BEGIN

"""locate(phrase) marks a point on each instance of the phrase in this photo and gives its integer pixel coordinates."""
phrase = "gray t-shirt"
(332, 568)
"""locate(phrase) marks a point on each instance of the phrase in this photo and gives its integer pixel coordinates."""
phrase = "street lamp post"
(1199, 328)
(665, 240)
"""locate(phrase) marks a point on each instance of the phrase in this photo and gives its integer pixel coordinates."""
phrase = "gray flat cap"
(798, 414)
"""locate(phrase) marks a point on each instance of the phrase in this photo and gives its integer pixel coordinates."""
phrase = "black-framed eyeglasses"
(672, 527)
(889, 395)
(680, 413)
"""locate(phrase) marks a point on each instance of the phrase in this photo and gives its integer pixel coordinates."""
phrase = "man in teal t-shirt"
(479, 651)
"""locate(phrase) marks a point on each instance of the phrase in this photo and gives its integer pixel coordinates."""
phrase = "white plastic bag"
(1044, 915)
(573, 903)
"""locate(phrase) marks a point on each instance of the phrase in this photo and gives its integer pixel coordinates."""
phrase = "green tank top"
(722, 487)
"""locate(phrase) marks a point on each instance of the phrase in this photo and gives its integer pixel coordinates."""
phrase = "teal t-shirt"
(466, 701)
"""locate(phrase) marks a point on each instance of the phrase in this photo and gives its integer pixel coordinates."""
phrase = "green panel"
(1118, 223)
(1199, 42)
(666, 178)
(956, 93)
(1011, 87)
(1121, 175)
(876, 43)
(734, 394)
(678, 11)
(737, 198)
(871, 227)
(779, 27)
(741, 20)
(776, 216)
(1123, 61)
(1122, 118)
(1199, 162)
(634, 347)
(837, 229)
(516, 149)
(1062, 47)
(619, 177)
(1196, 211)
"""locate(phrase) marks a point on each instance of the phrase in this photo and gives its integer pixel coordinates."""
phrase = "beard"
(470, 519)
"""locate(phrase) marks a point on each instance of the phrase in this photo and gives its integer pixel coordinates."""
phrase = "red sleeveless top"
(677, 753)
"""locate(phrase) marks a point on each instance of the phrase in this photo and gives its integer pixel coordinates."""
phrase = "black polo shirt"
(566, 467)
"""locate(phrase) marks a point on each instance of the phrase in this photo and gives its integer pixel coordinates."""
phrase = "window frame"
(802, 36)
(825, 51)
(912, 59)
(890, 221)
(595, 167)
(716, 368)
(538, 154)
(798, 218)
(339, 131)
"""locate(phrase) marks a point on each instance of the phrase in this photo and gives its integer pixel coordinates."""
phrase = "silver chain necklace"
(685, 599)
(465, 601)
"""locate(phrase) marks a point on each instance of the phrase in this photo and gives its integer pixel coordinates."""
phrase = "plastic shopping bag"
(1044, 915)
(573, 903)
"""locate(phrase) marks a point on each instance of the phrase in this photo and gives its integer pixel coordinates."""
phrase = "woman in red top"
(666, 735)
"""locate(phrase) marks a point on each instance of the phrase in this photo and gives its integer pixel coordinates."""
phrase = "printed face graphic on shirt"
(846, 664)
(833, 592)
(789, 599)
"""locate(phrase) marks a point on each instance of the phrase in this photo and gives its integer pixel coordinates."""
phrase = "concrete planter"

END

Return every line of the data above that contains the word "green".

_RESPONSE TO THIS EXERCISE:_
phrase = "green tank top"
phrase = "green panel"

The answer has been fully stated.